◆ What the task asks: Without adding or dropping anything, copy the entries below.

◆ Record set:
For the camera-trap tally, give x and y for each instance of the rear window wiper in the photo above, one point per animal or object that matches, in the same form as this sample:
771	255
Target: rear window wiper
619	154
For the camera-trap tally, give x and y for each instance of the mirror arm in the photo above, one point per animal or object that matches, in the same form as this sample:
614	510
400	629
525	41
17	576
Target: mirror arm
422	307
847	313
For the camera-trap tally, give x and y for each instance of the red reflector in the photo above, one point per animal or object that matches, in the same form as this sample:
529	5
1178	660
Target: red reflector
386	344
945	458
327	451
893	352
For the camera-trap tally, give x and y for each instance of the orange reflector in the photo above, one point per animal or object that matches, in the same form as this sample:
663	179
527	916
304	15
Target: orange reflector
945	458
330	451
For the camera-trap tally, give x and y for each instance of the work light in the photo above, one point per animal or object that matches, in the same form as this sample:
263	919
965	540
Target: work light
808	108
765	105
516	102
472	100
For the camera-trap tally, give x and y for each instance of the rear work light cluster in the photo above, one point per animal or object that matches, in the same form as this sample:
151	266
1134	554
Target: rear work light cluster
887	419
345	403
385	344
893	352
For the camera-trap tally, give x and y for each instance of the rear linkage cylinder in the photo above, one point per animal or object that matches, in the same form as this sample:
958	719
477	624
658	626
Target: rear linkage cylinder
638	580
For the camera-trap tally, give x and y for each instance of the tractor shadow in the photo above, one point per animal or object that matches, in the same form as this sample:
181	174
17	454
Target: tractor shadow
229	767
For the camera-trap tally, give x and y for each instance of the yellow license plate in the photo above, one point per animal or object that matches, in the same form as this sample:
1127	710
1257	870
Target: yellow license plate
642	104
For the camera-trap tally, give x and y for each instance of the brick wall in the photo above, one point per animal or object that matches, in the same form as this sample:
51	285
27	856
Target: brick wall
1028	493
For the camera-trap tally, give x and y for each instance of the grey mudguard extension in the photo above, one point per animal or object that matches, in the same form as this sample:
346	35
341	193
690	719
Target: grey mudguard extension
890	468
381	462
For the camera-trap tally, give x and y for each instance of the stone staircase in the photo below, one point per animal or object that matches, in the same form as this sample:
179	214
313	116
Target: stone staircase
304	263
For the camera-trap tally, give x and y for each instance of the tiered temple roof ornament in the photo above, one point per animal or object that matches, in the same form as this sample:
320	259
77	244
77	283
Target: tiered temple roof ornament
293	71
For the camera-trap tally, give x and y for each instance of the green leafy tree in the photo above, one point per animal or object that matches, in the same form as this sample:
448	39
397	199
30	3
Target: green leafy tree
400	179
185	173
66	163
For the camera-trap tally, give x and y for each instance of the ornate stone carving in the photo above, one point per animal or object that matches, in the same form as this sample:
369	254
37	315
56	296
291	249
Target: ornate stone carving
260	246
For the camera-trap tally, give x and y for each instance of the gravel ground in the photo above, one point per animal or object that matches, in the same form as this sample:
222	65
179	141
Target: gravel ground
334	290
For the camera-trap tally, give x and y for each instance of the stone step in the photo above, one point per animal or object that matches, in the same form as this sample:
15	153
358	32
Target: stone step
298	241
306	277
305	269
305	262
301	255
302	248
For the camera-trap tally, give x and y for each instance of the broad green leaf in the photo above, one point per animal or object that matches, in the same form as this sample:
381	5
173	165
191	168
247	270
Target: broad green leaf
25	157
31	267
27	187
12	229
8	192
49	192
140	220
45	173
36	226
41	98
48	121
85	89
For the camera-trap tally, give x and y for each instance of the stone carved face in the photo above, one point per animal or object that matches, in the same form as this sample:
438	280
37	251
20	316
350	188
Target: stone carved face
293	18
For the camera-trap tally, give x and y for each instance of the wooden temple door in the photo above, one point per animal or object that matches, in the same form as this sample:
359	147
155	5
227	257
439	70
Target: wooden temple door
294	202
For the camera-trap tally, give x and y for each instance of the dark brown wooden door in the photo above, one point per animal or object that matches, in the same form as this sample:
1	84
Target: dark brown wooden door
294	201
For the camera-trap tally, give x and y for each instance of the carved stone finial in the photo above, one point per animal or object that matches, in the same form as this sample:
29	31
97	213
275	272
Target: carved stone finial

◆ Written response:
For the camera-trap tally, give x and y for each instance of the rear window wiper in the photo above, one point per animal or object that matches, in the same form as this sample:
771	255
Target: rear window wiper
619	154
For the camera-trap tally, give x and y for each instance of the mirror arm in the photo above, one point per animal or object that matches, in the same form as this sample:
614	510
400	629
525	41
17	576
Target: mirror arm
422	307
847	313
For the camera-trap tally, give x and y for each instance of the red reflector in the photo above, one point per animal or object that matches, in the same form as this sample:
529	5
1178	660
Target: red reflector
386	344
945	458
327	451
893	352
For the camera-trap tally, give x and y for each instance of the orange reflector in the photo above, one point per animal or object that matches, in the same form as this sample:
663	179
527	916
304	15
Target: orange reflector
945	458
330	451
For the camera-trap tally, give x and y for each instance of the work light in the photo above, one point per animal or object that matches, in the same form as this sample:
263	919
965	540
Target: work light
808	108
765	105
516	102
472	100
For the camera-trap tally, give x and y for each instance of the rear work light cluster in the photo above, one point per animal or object that matches, in the same form as this sample:
151	266
1134	554
Target: rear work light cluster
887	419
345	403
385	344
893	352
For the camera-trap tally, give x and y for each instance of the rear linkage cylinder in the photo above, one point per animal or object that matches, in the same form as this sample:
958	719
477	624
658	626
Target: rear linkage cylinder
638	580
For the camera-trap tally, give x and y for each instance of the tractor shadow in the photo above, one point per animal or object that matches, in the same form as this sample:
181	174
17	454
Target: tractor shadow
229	767
For the camera-trap tally, give x and y for each instance of the yellow license plate in the photo above, one point per animal or object that matches, in the same form as this sample:
1127	710
1257	870
Target: yellow license plate
642	104
For the camera-trap tally, give x and y for each instance of the brick wall in the photo above, one point per animal or object that matches, in the same form as this sample:
51	285
27	856
Target: brick wall
1028	493
For the camera-trap tally, give x and y for each instance of the grey mudguard extension in the photo above, one point per animal or object that matches, in the same form as this sample:
346	35
341	193
690	719
Target: grey mudguard extension
890	468
381	462
For the camera-trap tally, give x and y for each instance of the stone staircase in the photo below, one point per animal or object that matches, in the same form as this sample:
179	214
313	116
Target: stone staircase
304	263
For the camera-trap tally, give x and y for each instance of the tiered temple roof ornament in the photo above, one point per animal or object that matches, in the same form as this sample:
320	259
77	244
77	283
Target: tiered temple roof ornament
293	71
For the camera-trap tally, give x and y for each instance of the green leafy tree in the photo above, one point per animal or object that matches, in the same form as this sample:
448	39
397	199
30	3
Target: green leafy tree
400	179
185	173
66	163
For the camera-trap tally, give x and y for each instance of the ornate stone carving in the photo above, one point per animal or object that matches, in the same form as this sample:
369	254
37	315
56	296
291	249
Target: ornate stone carving
260	246
For the camera-trap tally, give x and y for each instance of the gravel ground in the photo above, one point per animal or object that matches, in the same form as this sample:
222	65
179	141
Target: gravel ground
334	290
For the camera-trap tally, give x and y for each instance of the stone step in the photo above, one point per animal or object that matches, in the same form as this sample:
15	153
358	32
Target: stone step
298	241
306	277
305	269
305	262
301	255
302	248
For the camera-trap tally, give x and y for each instance of the broad green leaf in the photo above, one point per animal or object that matches, in the same form as this sample:
381	5
173	165
191	168
247	270
Target: broad green leaf
25	157
31	267
27	187
12	229
8	192
49	192
140	220
45	173
36	226
41	98
48	121
85	89
For the camera-trap tally, give x and y for each instance of the stone carved face in the photo above, one point per animal or object that matches, in the same form as this sample:
438	280
37	251
20	316
350	188
Target: stone carved face
293	18
For the camera-trap tally, give x and y for each instance of the wooden temple door in the photo above, one point per animal or object that matches, in the same form as this sample:
359	147
155	5
227	257
439	70
Target: wooden temple door
294	202
For the camera-trap tally, give x and y for each instance of the dark brown wooden door in the photo above, one point per animal or object that matches, in the same form as this sample:
1	84
Target: dark brown wooden door
294	201
For the camera-trap tally, give x and y for each instance of the carved stone finial in the photo above, one point per animal or object that matches, in the same form as this sample:
29	31
97	213
275	272
Target: carved stone finial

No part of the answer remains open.